> Instructions to follow
Could you transcribe every line of the material below word for word, leaving the pictures out of your answer?

--- BEGIN Given records ---

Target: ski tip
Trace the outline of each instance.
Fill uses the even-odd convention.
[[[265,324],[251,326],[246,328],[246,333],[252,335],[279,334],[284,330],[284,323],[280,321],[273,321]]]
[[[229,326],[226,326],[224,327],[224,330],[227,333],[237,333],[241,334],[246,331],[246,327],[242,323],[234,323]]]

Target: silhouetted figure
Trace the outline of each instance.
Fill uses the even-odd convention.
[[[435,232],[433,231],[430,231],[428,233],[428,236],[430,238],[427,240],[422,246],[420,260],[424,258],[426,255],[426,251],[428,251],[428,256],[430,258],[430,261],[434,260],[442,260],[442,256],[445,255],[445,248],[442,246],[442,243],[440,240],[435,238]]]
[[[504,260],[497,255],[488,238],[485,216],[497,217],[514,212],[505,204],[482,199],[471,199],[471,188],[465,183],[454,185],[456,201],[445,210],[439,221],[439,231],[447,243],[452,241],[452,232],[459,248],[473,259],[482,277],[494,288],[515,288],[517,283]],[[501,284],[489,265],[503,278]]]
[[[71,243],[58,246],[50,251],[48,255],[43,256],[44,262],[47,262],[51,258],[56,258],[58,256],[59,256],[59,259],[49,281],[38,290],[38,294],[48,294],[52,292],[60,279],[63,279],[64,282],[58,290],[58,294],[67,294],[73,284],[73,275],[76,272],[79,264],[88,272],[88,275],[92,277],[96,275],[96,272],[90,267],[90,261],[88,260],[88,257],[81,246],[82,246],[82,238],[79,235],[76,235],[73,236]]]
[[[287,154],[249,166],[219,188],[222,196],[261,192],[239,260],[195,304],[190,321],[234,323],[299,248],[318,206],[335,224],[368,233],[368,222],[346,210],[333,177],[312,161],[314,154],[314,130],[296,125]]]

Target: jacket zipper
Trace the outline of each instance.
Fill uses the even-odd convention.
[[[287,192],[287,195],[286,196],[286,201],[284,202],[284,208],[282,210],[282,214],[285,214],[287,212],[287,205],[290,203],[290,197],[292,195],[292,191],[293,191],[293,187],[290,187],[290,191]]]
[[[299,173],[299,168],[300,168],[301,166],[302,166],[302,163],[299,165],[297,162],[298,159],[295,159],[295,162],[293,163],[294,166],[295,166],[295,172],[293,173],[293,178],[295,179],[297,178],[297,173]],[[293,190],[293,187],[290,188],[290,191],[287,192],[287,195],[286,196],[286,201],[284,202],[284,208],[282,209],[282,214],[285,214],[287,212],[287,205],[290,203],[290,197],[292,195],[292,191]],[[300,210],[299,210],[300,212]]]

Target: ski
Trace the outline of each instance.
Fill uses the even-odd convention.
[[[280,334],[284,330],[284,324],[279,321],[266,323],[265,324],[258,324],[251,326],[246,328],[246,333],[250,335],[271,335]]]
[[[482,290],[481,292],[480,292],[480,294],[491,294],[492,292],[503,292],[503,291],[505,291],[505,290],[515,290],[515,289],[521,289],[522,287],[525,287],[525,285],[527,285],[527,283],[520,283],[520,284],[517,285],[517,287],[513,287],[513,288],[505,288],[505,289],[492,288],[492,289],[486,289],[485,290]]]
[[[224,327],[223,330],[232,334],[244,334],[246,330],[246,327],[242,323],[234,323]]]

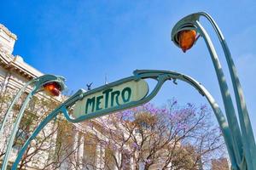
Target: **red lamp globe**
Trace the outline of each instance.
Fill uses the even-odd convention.
[[[178,43],[182,50],[185,53],[192,48],[196,41],[196,31],[195,30],[183,30],[178,32]]]
[[[59,96],[61,92],[61,87],[58,82],[52,82],[44,84],[44,90],[51,96]]]

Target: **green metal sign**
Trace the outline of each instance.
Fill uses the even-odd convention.
[[[105,88],[84,95],[83,99],[77,101],[73,107],[73,116],[78,118],[100,110],[111,110],[112,108],[139,101],[148,93],[148,86],[143,79],[131,80],[118,85],[106,85]]]

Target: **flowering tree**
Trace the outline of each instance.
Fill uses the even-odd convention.
[[[105,148],[102,169],[200,169],[224,146],[210,114],[206,105],[179,107],[173,100],[89,121],[84,128]]]

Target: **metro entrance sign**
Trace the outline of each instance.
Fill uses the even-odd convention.
[[[145,81],[146,79],[154,79],[157,82],[154,88],[150,91]],[[17,169],[19,162],[31,141],[36,138],[47,123],[55,119],[59,114],[62,113],[67,121],[76,123],[136,107],[152,99],[157,94],[164,82],[168,80],[173,81],[175,84],[177,84],[177,80],[185,82],[207,98],[223,132],[228,150],[230,150],[230,146],[232,146],[230,141],[232,140],[226,119],[212,96],[200,82],[189,76],[175,71],[137,70],[131,76],[106,84],[88,92],[80,89],[68,98],[49,113],[27,139],[20,149],[11,169]],[[71,114],[68,110],[72,110],[70,111]]]
[[[105,110],[107,113],[114,107],[139,101],[148,94],[148,83],[143,79],[121,82],[112,87],[106,85],[105,89],[84,95],[82,100],[76,102],[73,116],[78,118],[99,110]]]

--- END Given records ---

> Written solution
Target: ski tip
Trace the outline of each instance.
Fill uses the even-odd convention.
[[[265,324],[251,326],[246,328],[246,333],[252,335],[279,334],[284,330],[284,323],[280,321],[273,321]]]
[[[229,326],[226,326],[224,327],[224,330],[227,333],[237,333],[241,334],[246,331],[246,327],[242,323],[234,323]]]

Target: silhouetted figure
Trace the outline of each instance.
Fill uses the even-odd convention.
[[[435,232],[433,231],[430,231],[428,233],[428,236],[430,238],[427,240],[422,246],[420,260],[424,258],[426,255],[426,251],[428,251],[428,256],[430,258],[430,261],[434,260],[442,260],[442,256],[445,255],[445,248],[442,246],[442,243],[440,240],[435,238]]]
[[[504,260],[497,255],[488,238],[485,216],[497,217],[514,212],[505,204],[482,199],[471,199],[471,188],[465,183],[454,185],[456,201],[445,210],[439,221],[439,231],[447,243],[452,241],[452,232],[459,248],[473,259],[482,277],[494,288],[515,288],[517,283]],[[501,284],[489,265],[503,278]]]
[[[71,243],[58,246],[50,251],[48,255],[43,256],[44,262],[47,262],[51,258],[56,258],[58,256],[59,256],[59,259],[49,281],[38,290],[38,294],[48,294],[52,292],[60,279],[63,279],[64,282],[58,290],[58,294],[67,294],[73,284],[73,275],[76,272],[79,264],[88,272],[88,275],[92,277],[96,275],[96,272],[90,267],[90,261],[88,260],[88,257],[81,246],[82,246],[82,238],[79,235],[76,235],[73,236]]]
[[[287,154],[249,166],[219,188],[222,196],[261,192],[239,260],[195,304],[190,321],[234,323],[299,248],[318,206],[335,224],[368,233],[368,222],[346,210],[333,177],[312,161],[314,154],[314,130],[296,125]]]

Target: jacket zipper
Trace the outline of each instance.
Fill uses the even-odd convention.
[[[287,192],[287,195],[286,196],[286,201],[284,202],[284,208],[282,210],[282,214],[285,214],[287,212],[287,205],[290,203],[290,197],[292,195],[292,191],[293,191],[293,187],[290,187],[290,191]]]
[[[299,173],[299,168],[300,168],[301,166],[302,166],[302,163],[299,165],[297,162],[298,159],[295,159],[295,162],[293,163],[294,166],[295,166],[295,172],[293,173],[293,178],[295,179],[297,178],[297,173]],[[293,190],[293,187],[290,188],[290,191],[287,192],[287,195],[286,196],[286,201],[284,202],[284,208],[282,209],[282,214],[285,214],[287,212],[287,205],[290,203],[290,197],[292,195],[292,191]],[[300,210],[299,210],[300,212]]]

Target: ski
Trace the outline of each instance.
Fill uses the even-odd convention.
[[[280,334],[284,330],[284,324],[279,321],[266,323],[265,324],[258,324],[251,326],[246,328],[246,333],[250,335],[271,335]]]
[[[482,290],[481,292],[480,292],[480,294],[491,294],[492,292],[503,292],[503,291],[505,291],[505,290],[515,290],[515,289],[521,289],[522,287],[525,287],[525,285],[527,285],[527,283],[520,283],[520,284],[517,285],[517,287],[513,287],[513,288],[505,288],[505,289],[492,288],[492,289],[486,289],[485,290]]]
[[[224,327],[223,330],[232,334],[244,334],[246,330],[246,327],[242,323],[234,323]]]

Target: **red lamp globe**
Trace the outline of each instance.
Fill uses the even-odd convention.
[[[178,43],[182,50],[185,53],[192,48],[196,41],[196,31],[195,30],[183,30],[178,32]]]
[[[59,96],[61,92],[61,87],[58,82],[52,82],[44,84],[44,90],[51,96]]]

Target: **green metal sign**
Trace the outline of each instance.
Fill uses the even-odd convention.
[[[105,88],[84,95],[83,99],[77,101],[73,107],[73,116],[78,118],[100,110],[111,110],[112,108],[139,101],[148,93],[148,86],[143,79],[131,80],[118,85],[106,85]]]

Target: **flowering tree**
Trace the outline of each instance.
Fill uses the even-odd convention.
[[[105,148],[102,169],[200,169],[224,146],[210,114],[206,105],[179,107],[173,100],[89,121],[84,128]]]

Target: **metro entrance sign**
Trace the outline of each instance.
Fill uses the even-odd convention.
[[[145,81],[146,79],[154,79],[157,82],[154,88],[150,91]],[[17,169],[19,162],[31,141],[36,138],[47,123],[55,119],[59,114],[62,113],[67,121],[76,123],[136,107],[152,99],[157,94],[164,82],[168,80],[173,81],[175,84],[177,84],[177,80],[185,82],[207,98],[223,132],[228,150],[230,150],[230,146],[232,146],[230,141],[232,140],[226,119],[212,96],[200,82],[189,76],[175,71],[137,70],[131,76],[106,84],[88,92],[80,89],[68,98],[49,113],[27,139],[20,149],[11,169]],[[71,114],[68,110],[72,110],[70,111]]]
[[[105,110],[107,113],[114,107],[139,101],[148,94],[148,83],[143,79],[121,82],[112,87],[106,85],[105,89],[84,95],[82,100],[76,102],[73,116],[78,118],[99,110]]]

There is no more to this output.